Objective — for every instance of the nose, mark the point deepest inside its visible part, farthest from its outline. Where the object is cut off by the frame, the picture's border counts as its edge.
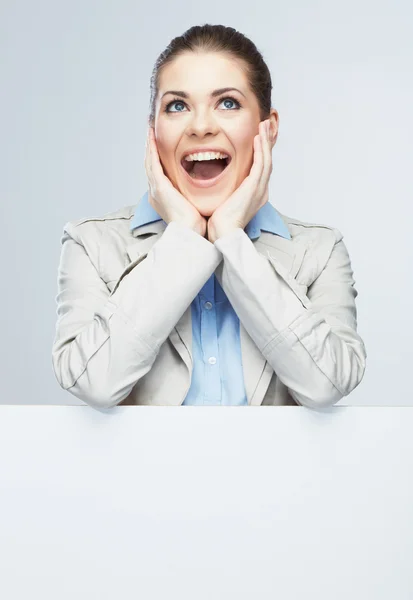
(202, 124)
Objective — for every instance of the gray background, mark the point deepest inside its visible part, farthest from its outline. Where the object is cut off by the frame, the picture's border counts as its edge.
(74, 102)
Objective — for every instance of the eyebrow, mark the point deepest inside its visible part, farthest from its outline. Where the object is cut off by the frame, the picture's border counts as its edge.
(218, 92)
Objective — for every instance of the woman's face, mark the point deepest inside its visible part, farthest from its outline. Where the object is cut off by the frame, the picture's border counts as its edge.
(194, 119)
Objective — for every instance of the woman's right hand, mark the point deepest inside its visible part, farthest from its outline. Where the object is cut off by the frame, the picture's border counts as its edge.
(170, 204)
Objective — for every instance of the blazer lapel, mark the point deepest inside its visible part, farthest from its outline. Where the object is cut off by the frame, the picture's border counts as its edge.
(288, 257)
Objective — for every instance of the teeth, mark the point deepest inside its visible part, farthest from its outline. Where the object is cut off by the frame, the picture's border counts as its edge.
(205, 156)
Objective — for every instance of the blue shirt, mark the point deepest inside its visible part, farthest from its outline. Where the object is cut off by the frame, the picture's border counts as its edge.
(217, 376)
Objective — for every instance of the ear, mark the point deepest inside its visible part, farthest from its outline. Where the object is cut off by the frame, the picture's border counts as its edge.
(274, 122)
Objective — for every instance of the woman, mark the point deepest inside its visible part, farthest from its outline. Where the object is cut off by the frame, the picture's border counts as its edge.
(203, 293)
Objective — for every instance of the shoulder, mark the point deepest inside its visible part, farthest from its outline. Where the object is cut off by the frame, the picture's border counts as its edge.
(92, 228)
(311, 233)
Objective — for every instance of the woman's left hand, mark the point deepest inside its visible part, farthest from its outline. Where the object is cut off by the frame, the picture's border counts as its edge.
(251, 195)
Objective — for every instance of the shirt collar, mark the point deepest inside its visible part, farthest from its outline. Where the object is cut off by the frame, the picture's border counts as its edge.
(266, 219)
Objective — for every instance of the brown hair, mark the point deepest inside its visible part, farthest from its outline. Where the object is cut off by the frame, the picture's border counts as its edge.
(218, 38)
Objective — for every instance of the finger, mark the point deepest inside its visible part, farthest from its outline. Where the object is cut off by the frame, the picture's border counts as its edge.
(258, 164)
(266, 153)
(155, 160)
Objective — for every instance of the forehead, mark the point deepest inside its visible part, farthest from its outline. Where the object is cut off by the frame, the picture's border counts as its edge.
(199, 72)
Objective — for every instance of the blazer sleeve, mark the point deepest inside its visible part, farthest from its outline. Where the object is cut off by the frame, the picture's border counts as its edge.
(105, 342)
(310, 341)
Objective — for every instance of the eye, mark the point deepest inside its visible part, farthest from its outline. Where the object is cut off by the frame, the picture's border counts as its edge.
(230, 99)
(179, 102)
(167, 108)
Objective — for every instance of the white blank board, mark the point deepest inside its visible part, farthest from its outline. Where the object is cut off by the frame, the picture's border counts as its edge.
(206, 503)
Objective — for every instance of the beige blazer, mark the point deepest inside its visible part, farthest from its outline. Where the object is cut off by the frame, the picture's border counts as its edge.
(124, 331)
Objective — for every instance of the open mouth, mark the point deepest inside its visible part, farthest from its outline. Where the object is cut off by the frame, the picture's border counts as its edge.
(205, 170)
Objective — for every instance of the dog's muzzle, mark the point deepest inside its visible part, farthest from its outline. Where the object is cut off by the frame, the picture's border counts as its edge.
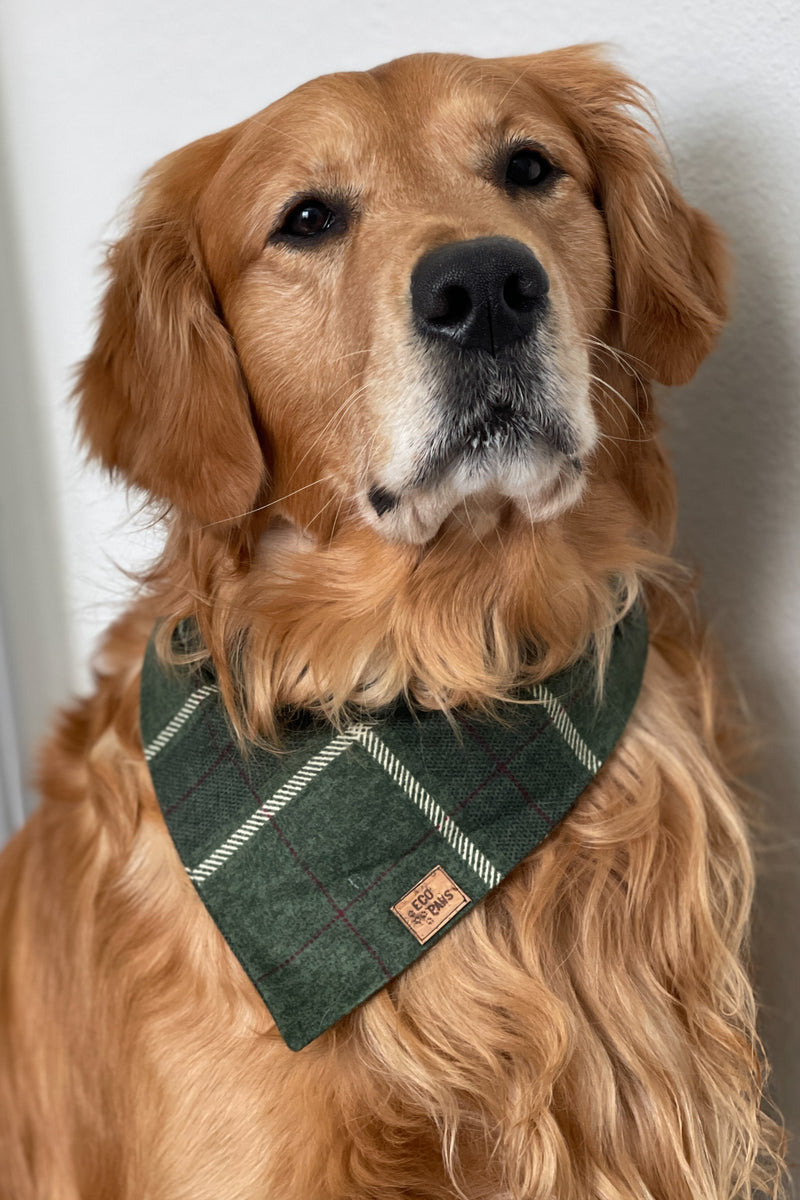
(483, 294)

========================

> _What is required_: Return the listing above word for word, with the pictures removed.

> _Result of the exercise_:
Objective — for every instance of the nose, mark the point deepest inside its visible part, farthest from its outline. Where the object is cut off by the frame, the picture's border counts as its edge.
(202, 124)
Objective — for every instance of the gray background, mark the point deepest inside its visible part, farthest from its outline. Where the object is cut off by the frame, the picture's border counts as its edge.
(74, 102)
Objective — for every instance of the eyebrow, mark the point deepest inside its visible part, farthest from its outline. Where the object is cut off by the frame, the picture's border counts as its edge.
(218, 92)
Objective — for every instance of the woman's face, mark the point deepest inside its visible part, farthest from its outline. Where the object is cut off by the frame, the picture's border counts as its edge.
(194, 119)
Objective — for every instance of the woman's right hand, mark the point deepest inside its visible part, farthest from its outline. Where the object is cut off by the frame, the picture's border counts as its edge.
(170, 204)
Objective — for every instance of the blazer lapel, mark the point deepest inside its visible part, farthest from its outline. Where the object is cut off by the frame, the picture's border counts as its edge.
(288, 257)
Objective — for every instance of the teeth, mark the point deepest inside its visible part, farthest from its outline. Where the object is cut off by the frame, the picture's border counts as its edge.
(205, 156)
Objective — for every instance of the blue shirt, mark the point deepest inside its visible part, farthest from its outline. Where the object is cut off by the frame, the picture's border counts as its edge.
(217, 376)
Objective — for every instance of the ear, mark the point deepest inside its visible part, farthest from its outline. Where the object is cut off by the frame, the picture's border counts as its edge.
(274, 122)
Objective — for every instance of the woman, mark the point deepest inside its visible part, farthest from its outline. Where the object is cut off by the frame, the picture's border counts as its edge.
(203, 293)
Objective — for every instance of the shoulder, mark the point deepest inside its visible part, farthest from its outline. Where the object is cut off by the frame, the picture's border counts as its edge.
(92, 228)
(311, 233)
Objective — for every instance of the woman's left hand, mark the point deepest inside its visible part, farthest from its outline. Where the object is cut off by the frame, the picture's border counts as its edge.
(251, 195)
Objective — for every instance of the shirt collar, mark the point deepest inside its visible part, farthest from its outline. Where the object is cut off by the frame, the picture's border counts as its edge.
(266, 219)
Objective — for every instance of the brown hair, mark the point deepest inside its visible part, farthest from its outline. Where the object is cut off by the frame, the picture's border counts as its edge.
(218, 38)
Objective — for every instance of the finger, mark the point deepest inside its visible part, farthest from its outline. Where the object is cut off by the frame, the picture's border counts as its edge.
(258, 164)
(266, 153)
(155, 160)
Objective — for every instance of the forehead, mark the point deepest inside its visible part, farthest from its outline. Where the object is cut off by the frame, the picture's border counts as its edge.
(199, 72)
Objective — for every instance of the blazer sleeve, mark the point deepest inside its visible part, farthest from its outline. Where the object is cut off by the frame, the picture's border counts as its edge.
(105, 342)
(310, 341)
Objective — for every instance of the eye, mark the point deepest inside its visible part, farthest from its outline. Where the object is cut off by the frame, the picture's border counts as its edge.
(230, 99)
(179, 102)
(167, 108)
Objective — for every instance of the white blank board, mark the point deepest inside its visible part, farthest from its outline. Where the object is cut off by the frame, the picture's border counts as its edge.
(206, 503)
Objective — for every instance of the beige blazer, mark the point deepest inside its visible part, farthest from its outline. Where the object is cut off by the frame, the picture's border counts as its edge.
(124, 331)
Objective — for every instance of the open mouth, mark the point deepest inside its visible part, farthest from its outline. Where the object is cut off by the frame, the picture's border counts as its edge.
(205, 170)
Objective — for every instance of the dog's muzzle, mark the point deepest inside its visible part, farthest from its outline. Where the object is cut off by the frame, the picture's border counts as its edge.
(483, 294)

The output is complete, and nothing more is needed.